WRITTEN EXERCISE 1: Extract every row below that contains the word "dark".
---------- TEXT EXCERPT
Shell Scripting Task "Cost Optimization" S3

In this project we tried to optimize cost of real world case scenario where a client was using observability to store metrics, traces and logs.

Observability → Log Stash (collecting logs) → ELK Stash (storing) & (helped in log analysis, debug and troubleshoot)

Q. Issues faced, always had a huge cost for ELK stash, so needed alternate ways?

They were not using managed ELK stash but a self hosted one. In self hosted ELK stash they had cluster of VM on that ELK was hosted and connected with “Elastic Search database” and this database was connected to “Volumes”

They had a lot of inflow of logs, app logs, infra logs and more. So, they were facing both “compute and storage” costing for ELK Stack.

How We Resolved the Major Inflow of Application Logs from "Jenkins"

The client was storing Jenkins UAT, staging, pre-production, and production logs in the ELK Stack, Elastic Search database, and Volumes.
--------------------
---------- DATASET EXCERPTS
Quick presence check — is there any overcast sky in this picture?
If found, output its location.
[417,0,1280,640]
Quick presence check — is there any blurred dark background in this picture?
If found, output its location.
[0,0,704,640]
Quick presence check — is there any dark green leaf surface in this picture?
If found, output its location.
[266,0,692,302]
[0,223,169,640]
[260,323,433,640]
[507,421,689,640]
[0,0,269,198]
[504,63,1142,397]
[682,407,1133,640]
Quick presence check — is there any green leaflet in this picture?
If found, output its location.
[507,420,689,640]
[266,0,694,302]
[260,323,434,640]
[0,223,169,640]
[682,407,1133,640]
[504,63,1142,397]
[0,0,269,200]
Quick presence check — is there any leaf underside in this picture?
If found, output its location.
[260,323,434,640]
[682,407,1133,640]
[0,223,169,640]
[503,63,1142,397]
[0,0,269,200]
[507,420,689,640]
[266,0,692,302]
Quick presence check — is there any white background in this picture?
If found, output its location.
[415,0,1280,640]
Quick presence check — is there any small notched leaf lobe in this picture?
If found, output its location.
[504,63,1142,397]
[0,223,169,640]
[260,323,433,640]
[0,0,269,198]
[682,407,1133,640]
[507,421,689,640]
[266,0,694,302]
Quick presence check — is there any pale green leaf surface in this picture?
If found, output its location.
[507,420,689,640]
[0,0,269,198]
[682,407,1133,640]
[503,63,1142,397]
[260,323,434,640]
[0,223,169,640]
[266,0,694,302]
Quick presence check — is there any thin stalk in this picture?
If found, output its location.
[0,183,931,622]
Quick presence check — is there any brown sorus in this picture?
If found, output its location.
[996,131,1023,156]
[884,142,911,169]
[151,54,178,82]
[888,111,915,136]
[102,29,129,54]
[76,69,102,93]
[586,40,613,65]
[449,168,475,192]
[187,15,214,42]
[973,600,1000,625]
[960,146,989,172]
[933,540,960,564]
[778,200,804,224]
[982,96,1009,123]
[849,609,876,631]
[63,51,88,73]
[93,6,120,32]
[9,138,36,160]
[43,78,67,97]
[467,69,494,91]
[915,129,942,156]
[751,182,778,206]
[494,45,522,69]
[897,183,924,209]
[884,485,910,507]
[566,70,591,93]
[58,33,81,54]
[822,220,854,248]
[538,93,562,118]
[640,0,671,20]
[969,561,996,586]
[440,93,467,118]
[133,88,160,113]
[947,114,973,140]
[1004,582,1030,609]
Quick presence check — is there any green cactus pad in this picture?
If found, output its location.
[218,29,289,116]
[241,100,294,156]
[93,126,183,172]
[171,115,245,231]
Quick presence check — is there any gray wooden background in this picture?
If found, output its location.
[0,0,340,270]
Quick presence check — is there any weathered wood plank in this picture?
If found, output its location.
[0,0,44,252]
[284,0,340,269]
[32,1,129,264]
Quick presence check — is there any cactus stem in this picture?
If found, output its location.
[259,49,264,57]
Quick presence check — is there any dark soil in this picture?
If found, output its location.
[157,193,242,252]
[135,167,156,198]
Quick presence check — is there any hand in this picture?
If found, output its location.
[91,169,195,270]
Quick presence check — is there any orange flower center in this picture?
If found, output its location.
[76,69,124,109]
--------------------
WRITTEN EXERCISE 2: Write out the passage of the cost optimization text above, starting at "Shell Scripting Task" and ending at "for ELK Stack.".

COMPLETE RESPONSE 1:
Quick presence check — is there any blurred dark background in this picture?
Quick presence check — is there any dark green leaf surface in this picture?
Quick presence check — is there any dark soil in this picture?

COMPLETE RESPONSE 2:
Shell Scripting Task "Cost Optimization" S3

In this project we tried to optimize cost of real world case scenario where a client was using observability to store metrics, traces and logs.

Observability → Log Stash (collecting logs) → ELK Stash (storing) & (helped in log analysis, debug and troubleshoot)

Q. Issues faced, always had a huge cost for ELK stash, so needed alternate ways?

They were not using managed ELK stash but a self hosted one. In self hosted ELK stash they had cluster of VM on that ELK was hosted and connected with “Elastic Search database” and this database was connected to “Volumes”

They had a lot of inflow of logs, app logs, infra logs and more. So, they were facing both “compute and storage” costing for ELK Stack.